» **TEKS PILIHAN**
┄┄┄┄┄┄┄┄┄┄┄┄┄┄┄┄┄┄┄┄

C. Ukhuwah Wathaniyah
Ukhuwah
Wathaniah merupakan persaudaraan antar bangsa atau negara. Dibelahan bumi ini
berbagai macam bangsa dan negara yang terbentuk. Mereka memiliki ragam budaya
dan agama yang berbeda-beda. Memiliki Bahasa dan suku maupun ras (golongan bangsa berdasarkan
ciri-ciri fisik) sehingga semakin menambah keberagaman budaya, agama, politik
dan sebagainya. hal ini menuntut untuk senantiasa berkomunikasi dengan baik dan
saling menghargai antar bangsa dan negara.
Hal ini juga telah disebutkan dalam al Qur’an (49:13) yang menyebutkan
bahwa manusia diciptakan berbangsa-bangsa untuk bisa berkomunikasi dengan baik
supaya terajut tali persaudaraan antar bangsa.

┄┄┄┄┄┄┄┄┄┄┄┄┄┄┄┄┄┄┄┄

» **TUJUAN**
[1] Sebutkan semua hal yang menurut teks tentang Ukhuwah Wathaniyah dimiliki berbagai bangsa dan negara secara berbeda-beda.
[2] Tolong lanjutkan teks tentang Ukhuwah Wathaniyah setelah kalimat terakhirnya.
Materi berikut tidak berkaitan dengan tugas mana pun.

» **Data pelabelan dan segmentasi**

┄┄┄┄┄┄┄┄┄┄┄┄┄┄┄┄┄┄┄┄

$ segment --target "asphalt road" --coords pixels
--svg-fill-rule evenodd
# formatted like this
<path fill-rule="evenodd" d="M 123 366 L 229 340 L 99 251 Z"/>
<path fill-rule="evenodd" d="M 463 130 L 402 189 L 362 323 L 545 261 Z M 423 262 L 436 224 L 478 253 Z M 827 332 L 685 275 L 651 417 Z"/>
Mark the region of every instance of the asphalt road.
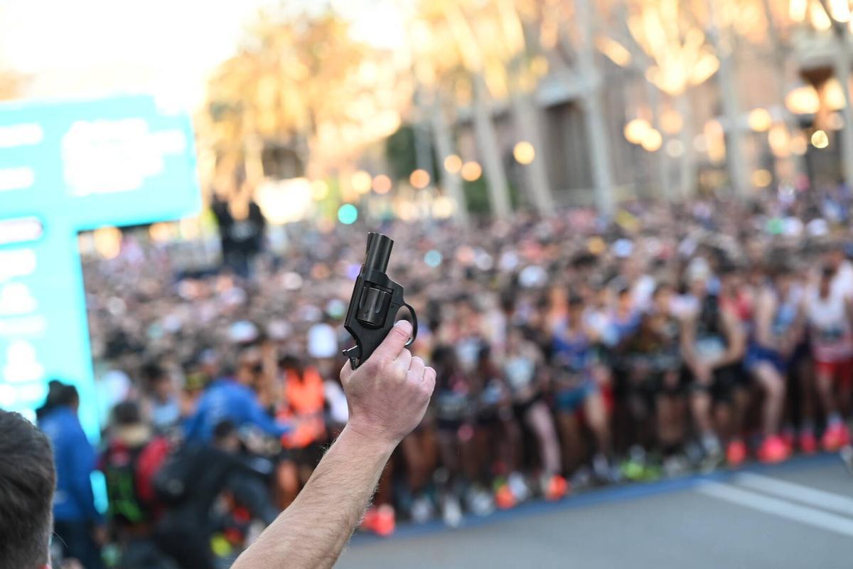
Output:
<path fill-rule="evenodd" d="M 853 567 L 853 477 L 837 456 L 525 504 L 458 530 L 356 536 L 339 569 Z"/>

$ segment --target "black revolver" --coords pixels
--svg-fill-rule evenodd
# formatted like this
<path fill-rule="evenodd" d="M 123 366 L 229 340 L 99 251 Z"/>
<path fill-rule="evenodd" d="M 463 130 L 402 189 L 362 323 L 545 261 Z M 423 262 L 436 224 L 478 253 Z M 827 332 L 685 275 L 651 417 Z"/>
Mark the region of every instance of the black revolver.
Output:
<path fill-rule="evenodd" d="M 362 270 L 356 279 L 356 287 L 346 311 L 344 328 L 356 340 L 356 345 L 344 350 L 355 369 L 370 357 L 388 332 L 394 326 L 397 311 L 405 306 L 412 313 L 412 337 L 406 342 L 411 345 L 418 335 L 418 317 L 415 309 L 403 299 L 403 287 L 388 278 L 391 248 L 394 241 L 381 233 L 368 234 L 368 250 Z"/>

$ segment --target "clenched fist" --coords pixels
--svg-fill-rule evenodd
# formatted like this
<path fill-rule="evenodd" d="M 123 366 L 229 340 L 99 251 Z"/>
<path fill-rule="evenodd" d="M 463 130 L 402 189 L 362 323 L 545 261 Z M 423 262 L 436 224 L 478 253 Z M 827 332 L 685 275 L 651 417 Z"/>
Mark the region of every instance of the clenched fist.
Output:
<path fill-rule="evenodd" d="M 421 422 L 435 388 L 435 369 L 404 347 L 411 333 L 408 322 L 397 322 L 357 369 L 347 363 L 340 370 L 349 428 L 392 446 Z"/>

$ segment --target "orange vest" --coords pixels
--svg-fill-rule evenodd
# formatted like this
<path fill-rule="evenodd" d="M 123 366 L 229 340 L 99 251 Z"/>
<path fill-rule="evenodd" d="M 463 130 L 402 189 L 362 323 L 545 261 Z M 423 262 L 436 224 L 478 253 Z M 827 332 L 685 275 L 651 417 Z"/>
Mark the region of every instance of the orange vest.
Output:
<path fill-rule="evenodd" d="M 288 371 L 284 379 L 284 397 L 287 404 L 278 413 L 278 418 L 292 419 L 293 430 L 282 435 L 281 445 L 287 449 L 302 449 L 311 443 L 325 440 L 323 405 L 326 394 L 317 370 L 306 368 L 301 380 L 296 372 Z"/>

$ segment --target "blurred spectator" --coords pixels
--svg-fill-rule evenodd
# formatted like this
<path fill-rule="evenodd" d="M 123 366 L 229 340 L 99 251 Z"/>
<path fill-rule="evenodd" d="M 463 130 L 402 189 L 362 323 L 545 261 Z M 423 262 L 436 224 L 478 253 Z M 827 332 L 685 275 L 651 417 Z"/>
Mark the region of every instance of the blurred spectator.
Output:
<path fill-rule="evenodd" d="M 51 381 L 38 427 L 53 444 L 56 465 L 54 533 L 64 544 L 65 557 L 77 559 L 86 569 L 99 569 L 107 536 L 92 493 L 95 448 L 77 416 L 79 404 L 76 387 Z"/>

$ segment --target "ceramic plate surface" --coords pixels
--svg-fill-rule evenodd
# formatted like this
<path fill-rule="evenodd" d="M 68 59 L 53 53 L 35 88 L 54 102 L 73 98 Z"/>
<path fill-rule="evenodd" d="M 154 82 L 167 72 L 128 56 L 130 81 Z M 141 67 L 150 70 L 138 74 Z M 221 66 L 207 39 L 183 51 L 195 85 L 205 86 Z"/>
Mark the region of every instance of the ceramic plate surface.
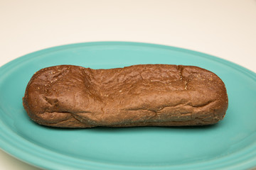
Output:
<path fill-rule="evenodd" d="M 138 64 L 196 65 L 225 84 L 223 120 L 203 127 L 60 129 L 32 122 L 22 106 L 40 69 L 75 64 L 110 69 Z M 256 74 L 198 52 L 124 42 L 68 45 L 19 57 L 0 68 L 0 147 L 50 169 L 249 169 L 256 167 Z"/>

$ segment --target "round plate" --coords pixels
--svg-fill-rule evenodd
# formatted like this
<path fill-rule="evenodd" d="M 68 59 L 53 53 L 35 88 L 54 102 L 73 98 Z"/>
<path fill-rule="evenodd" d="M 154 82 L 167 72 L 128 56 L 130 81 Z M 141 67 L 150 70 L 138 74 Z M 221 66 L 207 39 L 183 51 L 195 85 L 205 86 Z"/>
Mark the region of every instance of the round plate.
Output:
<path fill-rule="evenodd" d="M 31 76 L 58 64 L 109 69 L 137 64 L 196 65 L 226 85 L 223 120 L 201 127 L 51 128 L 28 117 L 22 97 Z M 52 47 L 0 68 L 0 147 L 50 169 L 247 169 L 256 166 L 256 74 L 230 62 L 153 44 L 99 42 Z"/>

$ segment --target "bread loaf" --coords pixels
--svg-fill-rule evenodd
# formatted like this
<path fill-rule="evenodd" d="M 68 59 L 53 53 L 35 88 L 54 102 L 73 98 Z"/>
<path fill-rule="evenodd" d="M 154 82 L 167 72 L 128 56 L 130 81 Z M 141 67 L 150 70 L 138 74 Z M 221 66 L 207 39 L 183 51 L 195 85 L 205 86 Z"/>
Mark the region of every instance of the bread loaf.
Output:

┄┄┄┄┄┄┄┄┄┄┄┄┄┄┄┄┄┄┄┄

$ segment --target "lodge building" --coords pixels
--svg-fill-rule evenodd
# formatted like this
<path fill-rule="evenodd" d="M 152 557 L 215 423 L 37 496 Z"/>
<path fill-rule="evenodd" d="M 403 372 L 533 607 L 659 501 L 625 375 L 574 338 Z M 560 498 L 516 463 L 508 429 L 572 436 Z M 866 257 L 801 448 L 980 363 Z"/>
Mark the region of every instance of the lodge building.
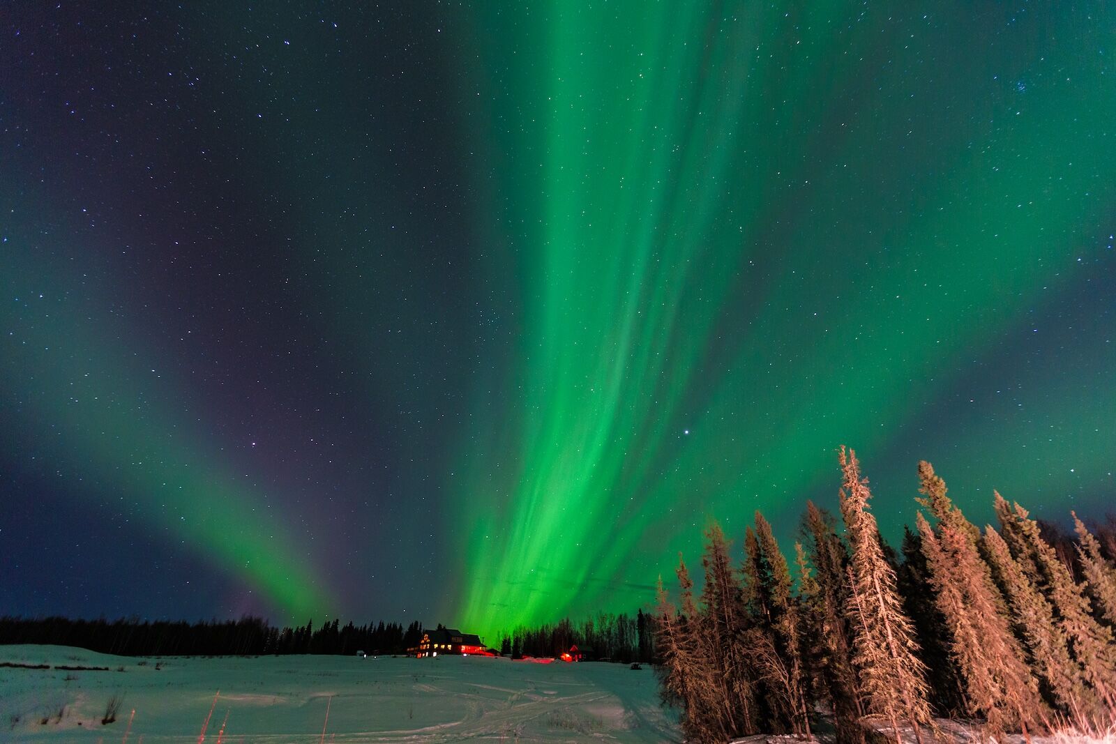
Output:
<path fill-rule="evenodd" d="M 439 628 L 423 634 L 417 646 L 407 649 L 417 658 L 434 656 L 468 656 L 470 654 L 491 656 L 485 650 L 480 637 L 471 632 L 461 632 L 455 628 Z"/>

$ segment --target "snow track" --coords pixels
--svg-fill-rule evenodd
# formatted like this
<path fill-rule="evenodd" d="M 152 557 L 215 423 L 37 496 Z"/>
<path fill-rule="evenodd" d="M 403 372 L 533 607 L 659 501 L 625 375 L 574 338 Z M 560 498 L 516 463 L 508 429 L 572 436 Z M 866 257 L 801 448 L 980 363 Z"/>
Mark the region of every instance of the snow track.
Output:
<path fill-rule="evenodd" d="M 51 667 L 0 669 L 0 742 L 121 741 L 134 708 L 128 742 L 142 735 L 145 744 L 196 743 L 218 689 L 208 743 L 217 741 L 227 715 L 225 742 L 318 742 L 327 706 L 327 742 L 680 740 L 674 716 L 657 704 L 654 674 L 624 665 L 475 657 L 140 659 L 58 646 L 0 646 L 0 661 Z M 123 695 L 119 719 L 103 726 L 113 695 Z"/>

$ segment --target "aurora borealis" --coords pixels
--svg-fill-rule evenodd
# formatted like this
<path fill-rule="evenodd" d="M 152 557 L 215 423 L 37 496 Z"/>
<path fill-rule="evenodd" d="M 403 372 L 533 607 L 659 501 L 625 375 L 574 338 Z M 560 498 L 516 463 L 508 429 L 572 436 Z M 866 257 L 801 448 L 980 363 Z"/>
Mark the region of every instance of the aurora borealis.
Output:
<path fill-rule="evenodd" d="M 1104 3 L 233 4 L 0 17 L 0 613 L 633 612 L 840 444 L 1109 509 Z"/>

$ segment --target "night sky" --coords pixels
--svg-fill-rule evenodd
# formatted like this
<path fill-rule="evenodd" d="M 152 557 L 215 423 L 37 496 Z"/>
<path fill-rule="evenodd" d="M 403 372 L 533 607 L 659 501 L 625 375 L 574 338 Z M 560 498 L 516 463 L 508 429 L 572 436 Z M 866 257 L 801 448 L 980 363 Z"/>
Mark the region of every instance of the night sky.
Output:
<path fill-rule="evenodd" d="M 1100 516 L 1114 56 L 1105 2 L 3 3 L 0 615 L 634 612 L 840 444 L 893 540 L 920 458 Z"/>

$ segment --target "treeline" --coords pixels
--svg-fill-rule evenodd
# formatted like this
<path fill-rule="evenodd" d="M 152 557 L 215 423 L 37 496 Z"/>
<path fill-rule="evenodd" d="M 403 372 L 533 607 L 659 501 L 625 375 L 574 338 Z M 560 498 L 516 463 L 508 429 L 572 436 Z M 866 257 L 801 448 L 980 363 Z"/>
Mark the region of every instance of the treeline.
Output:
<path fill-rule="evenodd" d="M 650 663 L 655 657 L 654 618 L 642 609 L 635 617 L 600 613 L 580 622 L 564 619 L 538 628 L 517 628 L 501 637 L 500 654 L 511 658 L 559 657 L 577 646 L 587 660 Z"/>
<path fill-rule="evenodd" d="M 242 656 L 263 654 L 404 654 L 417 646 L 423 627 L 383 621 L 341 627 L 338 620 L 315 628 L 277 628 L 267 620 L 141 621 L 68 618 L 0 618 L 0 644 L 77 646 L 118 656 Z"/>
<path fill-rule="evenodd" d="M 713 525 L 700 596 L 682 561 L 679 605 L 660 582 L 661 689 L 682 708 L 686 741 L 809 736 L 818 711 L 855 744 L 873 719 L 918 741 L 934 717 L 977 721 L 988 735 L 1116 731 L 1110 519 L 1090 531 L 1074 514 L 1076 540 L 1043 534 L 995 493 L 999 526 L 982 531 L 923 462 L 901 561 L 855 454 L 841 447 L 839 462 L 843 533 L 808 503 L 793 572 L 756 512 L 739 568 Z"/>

┄┄┄┄┄┄┄┄┄┄┄┄┄┄┄┄┄┄┄┄

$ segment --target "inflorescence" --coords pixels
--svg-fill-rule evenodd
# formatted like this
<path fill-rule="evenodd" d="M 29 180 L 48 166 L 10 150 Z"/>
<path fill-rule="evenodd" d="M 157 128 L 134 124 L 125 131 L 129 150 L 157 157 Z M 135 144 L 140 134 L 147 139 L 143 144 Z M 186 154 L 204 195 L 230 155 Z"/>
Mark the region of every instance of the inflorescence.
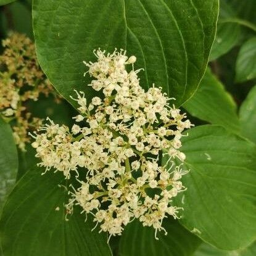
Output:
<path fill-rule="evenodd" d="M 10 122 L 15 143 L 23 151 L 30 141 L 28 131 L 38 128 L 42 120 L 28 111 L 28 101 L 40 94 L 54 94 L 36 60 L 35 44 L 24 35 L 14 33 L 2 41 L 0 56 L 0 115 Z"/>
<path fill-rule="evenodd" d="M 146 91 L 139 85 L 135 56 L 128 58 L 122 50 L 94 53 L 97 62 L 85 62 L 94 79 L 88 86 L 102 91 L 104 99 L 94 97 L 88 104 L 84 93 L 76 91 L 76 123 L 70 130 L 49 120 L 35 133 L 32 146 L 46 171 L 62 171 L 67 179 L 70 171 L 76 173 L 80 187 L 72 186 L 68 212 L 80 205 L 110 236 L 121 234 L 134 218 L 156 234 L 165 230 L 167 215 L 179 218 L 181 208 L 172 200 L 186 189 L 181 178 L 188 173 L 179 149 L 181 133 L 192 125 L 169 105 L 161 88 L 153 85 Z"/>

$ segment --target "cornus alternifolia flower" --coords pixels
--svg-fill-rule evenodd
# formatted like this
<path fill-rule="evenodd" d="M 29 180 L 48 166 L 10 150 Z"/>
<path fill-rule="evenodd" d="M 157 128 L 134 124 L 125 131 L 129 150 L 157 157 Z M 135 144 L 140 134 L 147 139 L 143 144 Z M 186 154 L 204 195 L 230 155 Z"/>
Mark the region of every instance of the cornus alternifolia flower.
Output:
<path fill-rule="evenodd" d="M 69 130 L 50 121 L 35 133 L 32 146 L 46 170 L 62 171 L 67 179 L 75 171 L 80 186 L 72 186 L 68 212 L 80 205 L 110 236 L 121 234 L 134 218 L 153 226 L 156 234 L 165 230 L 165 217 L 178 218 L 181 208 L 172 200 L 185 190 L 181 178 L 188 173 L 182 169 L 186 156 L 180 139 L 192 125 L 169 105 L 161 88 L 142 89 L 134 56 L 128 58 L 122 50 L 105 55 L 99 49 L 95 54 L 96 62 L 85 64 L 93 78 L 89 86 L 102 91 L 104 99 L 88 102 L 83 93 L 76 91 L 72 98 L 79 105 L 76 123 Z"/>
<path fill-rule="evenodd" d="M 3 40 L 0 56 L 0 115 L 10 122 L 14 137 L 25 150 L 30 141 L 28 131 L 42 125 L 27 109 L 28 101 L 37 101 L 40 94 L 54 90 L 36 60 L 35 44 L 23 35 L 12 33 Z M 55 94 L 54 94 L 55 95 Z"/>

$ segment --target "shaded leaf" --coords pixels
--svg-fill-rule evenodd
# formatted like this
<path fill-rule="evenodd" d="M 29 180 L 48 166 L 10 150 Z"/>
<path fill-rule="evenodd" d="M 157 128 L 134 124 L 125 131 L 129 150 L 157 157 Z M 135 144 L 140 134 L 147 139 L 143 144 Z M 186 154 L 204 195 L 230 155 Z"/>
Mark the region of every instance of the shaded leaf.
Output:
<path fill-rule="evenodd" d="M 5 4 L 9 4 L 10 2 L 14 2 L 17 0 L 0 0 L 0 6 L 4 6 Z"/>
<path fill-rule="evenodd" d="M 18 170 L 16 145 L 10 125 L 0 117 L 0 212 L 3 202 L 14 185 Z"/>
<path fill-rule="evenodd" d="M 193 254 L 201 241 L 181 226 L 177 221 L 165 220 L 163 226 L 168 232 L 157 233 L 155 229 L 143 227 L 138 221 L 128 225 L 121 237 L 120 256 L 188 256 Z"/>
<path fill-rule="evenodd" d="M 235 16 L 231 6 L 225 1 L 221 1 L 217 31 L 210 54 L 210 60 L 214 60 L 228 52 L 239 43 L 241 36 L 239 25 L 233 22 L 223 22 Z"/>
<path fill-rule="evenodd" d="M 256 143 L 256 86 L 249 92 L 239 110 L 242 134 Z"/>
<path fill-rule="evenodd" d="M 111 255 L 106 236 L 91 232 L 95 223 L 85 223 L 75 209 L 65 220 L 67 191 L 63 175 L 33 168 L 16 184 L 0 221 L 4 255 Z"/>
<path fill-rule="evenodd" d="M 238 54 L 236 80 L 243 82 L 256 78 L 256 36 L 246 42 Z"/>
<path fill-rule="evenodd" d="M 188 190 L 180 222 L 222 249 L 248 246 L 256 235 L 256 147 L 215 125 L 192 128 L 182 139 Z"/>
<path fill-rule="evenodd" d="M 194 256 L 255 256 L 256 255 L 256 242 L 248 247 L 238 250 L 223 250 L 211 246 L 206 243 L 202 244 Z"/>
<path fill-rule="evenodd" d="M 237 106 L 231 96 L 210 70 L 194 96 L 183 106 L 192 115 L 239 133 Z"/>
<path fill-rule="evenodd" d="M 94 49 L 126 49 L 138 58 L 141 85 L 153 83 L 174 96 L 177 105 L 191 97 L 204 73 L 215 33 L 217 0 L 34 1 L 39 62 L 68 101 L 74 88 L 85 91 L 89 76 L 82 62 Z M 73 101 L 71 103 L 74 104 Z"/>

┄┄┄┄┄┄┄┄┄┄┄┄┄┄┄┄┄┄┄┄

» **HASIL TIAP TUGAS**
[1]
- Budaya
- Agama
- Bahasa
- Suku
- Ras

[2]
D. Merajut Ukhuwah di Tengah Masyarakat Multikultural
Merujut artinya usaha yang dilakukan untuk memintal tali-tali jala atau
jaring pada penangkap ikan. Pada makalah ini, merajut dijadikan kata dalam
membingkai ukhuwah, dengan maksud usaha untuk membuat tali persaudaran diantara
sesama manusia senantiasa terjalin dengan baik. Sebab, ditengah masyarakat yang
multikultural ini persaudaran terkadang bisa terlepas dan hilang. Sebabnya
bermacam-macam. Bisa akibat perbedaan keyakinan (agama), perbedaan suku,
Bahasa, budaya, pandangan politik dan sebagainya. Oleh sebab itu, persaudaraan
ini perlu terus dijalin dengan baik, agar konflik-konflik terkait
perbedaan-perbedaan yang ada dimasyarakat bisa diminimalisir.
Untuk merajut dan memantapkan Ukhuwah (persaudaraan) ditengah-tengah
masyarakat yang multikultural tersebut, setiap orang perlu memiliki sikap yang
moderat (Wasath). Orang-orang
yang moderat memiliki kecenderungan lebih ramah dalam penerimaan tradisi dan
budaya lokal dalam perilaku keagamaannya, sejauh tidak bertentangan dengan
pokok ajaran agama masing-masing.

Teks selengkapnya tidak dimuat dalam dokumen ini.